=== YANG DIMINTA ===
(1) Dalam teks tentang hakikat filsafat, metode apa yang disebut sebagai karakter kedua?
(2) Tulis ulang sebagian teks tentang hakikat filsafat dengan mengganti "mengkritik" menjadi "menyanggah". Mulailah dari kata "Artinya, kegiatan utama" dan berhentilah setelah "yang lebih kuat.".
=== KUTIPAN TEKS ===
Plato menunjukan hakikat filsafat sebagai hasil kontemplasi dalam lima
karakter berikut. Pertama, dapat bertahan terhadap diskusi kritis.
Artinya, kegiatan utama dari filsafat adalah mengkaji secara kritis segala hal.
Dengan kajian itu diharapkan terjadi pertanggungjawaban rasional. Dalam
pengertian ini kata “kebijaksanaan” tidak lagi menjadi makna dari filsafat.
Kedua, menggunakan metode dialektis. Dengan metode ini, filsafat bergerak
secara bertahap, yakni mengkritik pandangan-pandangan yang ada, setelah itu
membangun pandangan baru yang didukung dengan argumen-argumen yang lebih kuat.
Ketiga, berusaha mencapai realitas yang terdalam. Filsafat menganalisa
hal-hal terdalam dari kenyataan. Ia tidak berhenti pada fakta empiris, melainkan
berusaha untuk menemukan kebenaran yang terdalam. Filsafat mencari pengetahuan
yang sejati, serta hal yang hakiki dari realitas. Karena itulah filsafat
bersifat metaempiris.
=== BAHAN TERSEDIA ===
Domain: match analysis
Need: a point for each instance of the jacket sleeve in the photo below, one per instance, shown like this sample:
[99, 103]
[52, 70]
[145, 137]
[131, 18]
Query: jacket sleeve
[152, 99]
===
=== HASIL BERURUTAN ===
(1) Metode dialektis.

(2)
Artinya, kegiatan utama dari filsafat adalah mengkaji secara kritis segala hal.
Dengan kajian itu diharapkan terjadi pertanggungjawaban rasional. Dalam
pengertian ini kata “kebijaksanaan” tidak lagi menjadi makna dari filsafat.
Kedua, menggunakan metode dialektis. Dengan metode ini, filsafat bergerak
secara bertahap, yakni menyanggah pandangan-pandangan yang ada, setelah itu
membangun pandangan baru yang didukung dengan argumen-argumen yang lebih kuat.